• Extract to read
Jennifer Davis

Sharing Hope and Progress
Monday, February 12
Let me start by saying this; it feels like it gets easier every day. Don't get me wrong, there are days when I don't feel the greatest, but I try my best to fight through it and keep moving. That whole sentiment goes back to nearly four years ago, when I collapsed in my bedroom. My spine had compressed in three places and I was sent immediately to the hospital for back surgery. Later that day, head spinning and in a daze, my doctor came into my room and diagnosed me with multiple myeloma, an incurable blood cancer that I had never heard of.

As you can imagine, my life was turned upside down. In a split second, I became a cancer patient. I didn't want to accept what was happening, but also knew I wasn't going to let it define me. I was hopeful for the future. I believed in my doctors and most importantly, I believed in myself. Sure it sounds like I'm this pillar of strength, but truth be told, those around me are much stronger.

• Prompt 1
Quote the myeloma post word for word. Begin at the words "Sharing Hope and" and stop after "never heard of.".
• Prompt 2
Extend the post about living with multiple myeloma, picking up right after its last sentence.

• Data under study
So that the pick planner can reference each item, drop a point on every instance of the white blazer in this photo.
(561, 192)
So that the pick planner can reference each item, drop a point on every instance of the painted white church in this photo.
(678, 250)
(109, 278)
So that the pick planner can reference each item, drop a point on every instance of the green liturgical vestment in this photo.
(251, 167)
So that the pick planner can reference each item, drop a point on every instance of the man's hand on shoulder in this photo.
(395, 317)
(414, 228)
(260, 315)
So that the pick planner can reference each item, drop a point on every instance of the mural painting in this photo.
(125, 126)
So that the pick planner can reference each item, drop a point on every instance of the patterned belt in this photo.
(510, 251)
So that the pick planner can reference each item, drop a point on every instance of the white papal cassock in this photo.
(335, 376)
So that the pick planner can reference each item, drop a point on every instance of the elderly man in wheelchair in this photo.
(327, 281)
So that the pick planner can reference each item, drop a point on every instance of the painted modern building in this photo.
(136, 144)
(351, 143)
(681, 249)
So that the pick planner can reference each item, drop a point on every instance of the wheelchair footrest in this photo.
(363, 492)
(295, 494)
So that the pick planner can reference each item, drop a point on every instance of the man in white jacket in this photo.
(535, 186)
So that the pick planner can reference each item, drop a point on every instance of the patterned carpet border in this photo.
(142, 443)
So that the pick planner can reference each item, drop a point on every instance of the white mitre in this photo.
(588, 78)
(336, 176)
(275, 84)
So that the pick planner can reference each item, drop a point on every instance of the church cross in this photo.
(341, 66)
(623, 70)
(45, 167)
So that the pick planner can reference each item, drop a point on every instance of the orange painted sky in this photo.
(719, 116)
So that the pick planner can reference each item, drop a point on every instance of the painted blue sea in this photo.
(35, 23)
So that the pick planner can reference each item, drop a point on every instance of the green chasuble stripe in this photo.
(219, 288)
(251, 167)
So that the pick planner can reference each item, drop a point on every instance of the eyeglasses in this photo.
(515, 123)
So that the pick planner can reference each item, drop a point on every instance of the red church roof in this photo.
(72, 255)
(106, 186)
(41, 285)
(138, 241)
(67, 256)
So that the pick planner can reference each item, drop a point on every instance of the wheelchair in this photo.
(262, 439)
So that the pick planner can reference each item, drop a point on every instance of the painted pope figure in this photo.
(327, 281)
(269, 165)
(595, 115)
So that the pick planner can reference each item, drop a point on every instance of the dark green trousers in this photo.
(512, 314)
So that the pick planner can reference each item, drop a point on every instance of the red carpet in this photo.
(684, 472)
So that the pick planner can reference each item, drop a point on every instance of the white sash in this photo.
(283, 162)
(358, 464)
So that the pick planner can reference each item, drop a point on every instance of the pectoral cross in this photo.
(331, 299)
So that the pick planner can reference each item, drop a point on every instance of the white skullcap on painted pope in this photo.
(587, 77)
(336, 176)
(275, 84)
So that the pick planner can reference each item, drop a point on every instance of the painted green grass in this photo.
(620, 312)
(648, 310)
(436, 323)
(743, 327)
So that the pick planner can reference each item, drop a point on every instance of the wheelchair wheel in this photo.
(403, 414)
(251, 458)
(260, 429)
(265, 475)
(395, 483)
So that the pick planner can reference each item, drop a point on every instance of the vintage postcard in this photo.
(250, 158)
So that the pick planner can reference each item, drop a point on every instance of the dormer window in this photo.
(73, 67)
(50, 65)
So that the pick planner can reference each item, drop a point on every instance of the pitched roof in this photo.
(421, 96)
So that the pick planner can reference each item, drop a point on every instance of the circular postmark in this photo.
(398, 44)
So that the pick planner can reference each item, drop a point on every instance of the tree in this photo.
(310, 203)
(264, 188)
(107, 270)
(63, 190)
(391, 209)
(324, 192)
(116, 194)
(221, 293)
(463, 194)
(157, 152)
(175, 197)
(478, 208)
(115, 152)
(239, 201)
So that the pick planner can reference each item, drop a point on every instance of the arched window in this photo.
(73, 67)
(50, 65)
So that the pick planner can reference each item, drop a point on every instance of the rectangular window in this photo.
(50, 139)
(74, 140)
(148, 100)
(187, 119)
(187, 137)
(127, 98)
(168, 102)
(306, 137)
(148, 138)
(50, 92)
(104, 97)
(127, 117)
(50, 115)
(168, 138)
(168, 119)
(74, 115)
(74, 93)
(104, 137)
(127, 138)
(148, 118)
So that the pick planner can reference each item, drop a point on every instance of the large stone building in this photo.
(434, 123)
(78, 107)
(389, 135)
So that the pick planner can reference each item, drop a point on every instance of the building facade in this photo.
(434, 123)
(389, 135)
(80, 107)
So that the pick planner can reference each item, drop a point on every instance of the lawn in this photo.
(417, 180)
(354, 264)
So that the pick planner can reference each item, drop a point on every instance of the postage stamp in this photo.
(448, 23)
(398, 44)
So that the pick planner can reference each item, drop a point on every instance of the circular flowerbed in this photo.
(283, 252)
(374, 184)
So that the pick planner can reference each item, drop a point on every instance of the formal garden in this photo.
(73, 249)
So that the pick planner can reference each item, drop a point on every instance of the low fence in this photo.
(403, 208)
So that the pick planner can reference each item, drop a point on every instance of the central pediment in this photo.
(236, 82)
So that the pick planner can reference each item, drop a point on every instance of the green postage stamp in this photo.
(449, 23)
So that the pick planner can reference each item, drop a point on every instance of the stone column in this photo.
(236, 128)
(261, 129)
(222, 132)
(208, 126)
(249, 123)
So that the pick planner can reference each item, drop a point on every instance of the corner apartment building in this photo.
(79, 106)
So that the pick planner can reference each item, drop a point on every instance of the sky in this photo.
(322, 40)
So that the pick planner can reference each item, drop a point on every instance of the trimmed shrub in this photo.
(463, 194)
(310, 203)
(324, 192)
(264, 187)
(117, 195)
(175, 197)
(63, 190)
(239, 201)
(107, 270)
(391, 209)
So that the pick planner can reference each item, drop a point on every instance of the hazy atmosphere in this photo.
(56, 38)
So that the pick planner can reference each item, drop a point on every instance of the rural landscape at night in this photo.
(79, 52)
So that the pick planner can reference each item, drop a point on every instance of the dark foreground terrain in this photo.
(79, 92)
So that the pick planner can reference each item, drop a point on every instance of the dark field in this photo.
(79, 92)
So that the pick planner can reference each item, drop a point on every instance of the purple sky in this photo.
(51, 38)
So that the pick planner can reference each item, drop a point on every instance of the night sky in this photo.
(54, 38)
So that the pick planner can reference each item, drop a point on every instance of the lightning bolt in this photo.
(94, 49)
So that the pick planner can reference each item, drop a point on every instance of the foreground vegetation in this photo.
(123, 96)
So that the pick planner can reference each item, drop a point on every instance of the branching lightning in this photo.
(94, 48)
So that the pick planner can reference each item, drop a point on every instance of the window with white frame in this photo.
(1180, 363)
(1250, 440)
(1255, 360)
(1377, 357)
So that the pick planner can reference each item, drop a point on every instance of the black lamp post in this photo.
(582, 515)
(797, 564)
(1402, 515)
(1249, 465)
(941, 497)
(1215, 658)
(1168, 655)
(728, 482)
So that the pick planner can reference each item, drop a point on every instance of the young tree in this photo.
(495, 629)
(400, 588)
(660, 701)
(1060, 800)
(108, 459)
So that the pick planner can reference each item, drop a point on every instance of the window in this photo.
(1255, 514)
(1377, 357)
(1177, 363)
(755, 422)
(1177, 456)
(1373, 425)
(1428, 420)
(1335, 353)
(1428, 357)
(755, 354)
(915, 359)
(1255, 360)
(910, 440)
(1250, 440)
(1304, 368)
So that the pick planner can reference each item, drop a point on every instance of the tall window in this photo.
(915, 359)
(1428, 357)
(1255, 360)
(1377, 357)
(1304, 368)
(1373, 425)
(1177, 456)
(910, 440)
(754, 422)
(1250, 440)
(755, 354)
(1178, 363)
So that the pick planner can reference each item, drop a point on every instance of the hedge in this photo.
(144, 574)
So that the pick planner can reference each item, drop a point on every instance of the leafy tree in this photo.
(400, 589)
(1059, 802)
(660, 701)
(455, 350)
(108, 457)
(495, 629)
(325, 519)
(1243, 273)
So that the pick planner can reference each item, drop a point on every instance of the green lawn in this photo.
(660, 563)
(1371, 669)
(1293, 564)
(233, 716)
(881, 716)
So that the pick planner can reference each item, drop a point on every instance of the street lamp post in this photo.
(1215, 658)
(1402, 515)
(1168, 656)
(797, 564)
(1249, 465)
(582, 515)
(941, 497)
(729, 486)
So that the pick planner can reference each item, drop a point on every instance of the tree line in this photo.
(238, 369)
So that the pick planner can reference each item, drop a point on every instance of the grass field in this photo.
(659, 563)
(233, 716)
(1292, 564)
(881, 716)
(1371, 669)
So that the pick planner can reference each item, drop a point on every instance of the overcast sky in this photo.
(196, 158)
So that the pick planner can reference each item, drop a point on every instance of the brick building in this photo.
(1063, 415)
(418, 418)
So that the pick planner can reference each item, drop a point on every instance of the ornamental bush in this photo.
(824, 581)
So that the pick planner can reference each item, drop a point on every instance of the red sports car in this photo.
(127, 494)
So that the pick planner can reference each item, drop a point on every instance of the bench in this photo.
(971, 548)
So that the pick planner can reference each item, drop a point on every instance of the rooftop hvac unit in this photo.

• Answer area 1
Sharing Hope and Progress
Monday, February 12
Let me start by saying this; it feels like it gets easier every day. Don't get me wrong, there are days when I don't feel the greatest, but I try my best to fight through it and keep moving. That whole sentiment goes back to nearly four years ago, when I collapsed in my bedroom. My spine had compressed in three places and I was sent immediately to the hospital for back surgery. Later that day, head spinning and in a daze, my doctor came into my room and diagnosed me with multiple myeloma, an incurable blood cancer that I had never heard of.

• Answer area 2
One of the things I'm most grateful for are my family and friends. Their support has not wavered from the very beginning. It has encouraged me to fight harder for myself, but more importantly, for me to try and show gratitude in a way that words can't describe. When I found that the MMRF was planning a Mt. Everest Base Camp trek, I could barely contain my excitement. Here was the opportunity to check something off my "personal wish list" and prove to myself that the strength wasn't just in my mind. Little did I know that it would actually change my entire perspective.

With all that I have been through the last four years, this opportunity has already begun to be one of the most meaningful and impactful experiences of my life. I want to show my family and friends that their support is what is giving me strength every day. I want to be someone my team can lean on not only through the physical demands of the trek, but also emotionally. And I want the MMRF to see that the great things they do each day reach far and wide, and in this case, approximately 18,000 ft.

I am truly grateful for each of you.